**DATA FOR THIS TASK:**
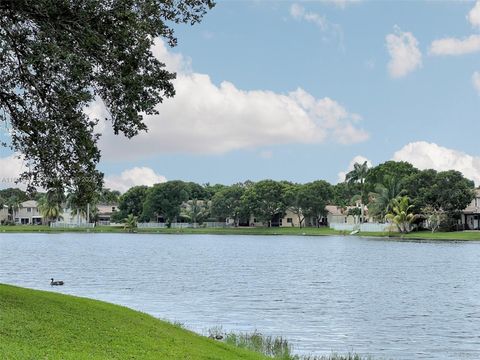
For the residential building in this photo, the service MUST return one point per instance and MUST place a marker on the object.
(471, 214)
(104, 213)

==

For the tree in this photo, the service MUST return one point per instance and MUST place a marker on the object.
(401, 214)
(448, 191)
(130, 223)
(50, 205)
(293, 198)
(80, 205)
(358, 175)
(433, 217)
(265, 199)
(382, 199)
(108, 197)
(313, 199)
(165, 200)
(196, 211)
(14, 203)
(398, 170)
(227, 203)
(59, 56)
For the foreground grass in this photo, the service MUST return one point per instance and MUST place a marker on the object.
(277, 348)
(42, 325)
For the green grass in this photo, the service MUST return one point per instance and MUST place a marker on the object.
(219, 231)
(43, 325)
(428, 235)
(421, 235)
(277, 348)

**YOUR OBJECTIVE:** Collect every line from the items above that contains the string "service". Case counts.

**RESULT OF THE TASK:**
For the residential building in this photo, the service MUST return one point per instance and MUST place a marker on the object.
For the tree in this photo, the service MUST return one point per instance and MUST place a marker on the object.
For the foreground grass in this photo, the service MUST return one point per instance and MUST place a marker on the object.
For the green grass in this photo, the service MUST return one point per instance and MUST place a marker on the object.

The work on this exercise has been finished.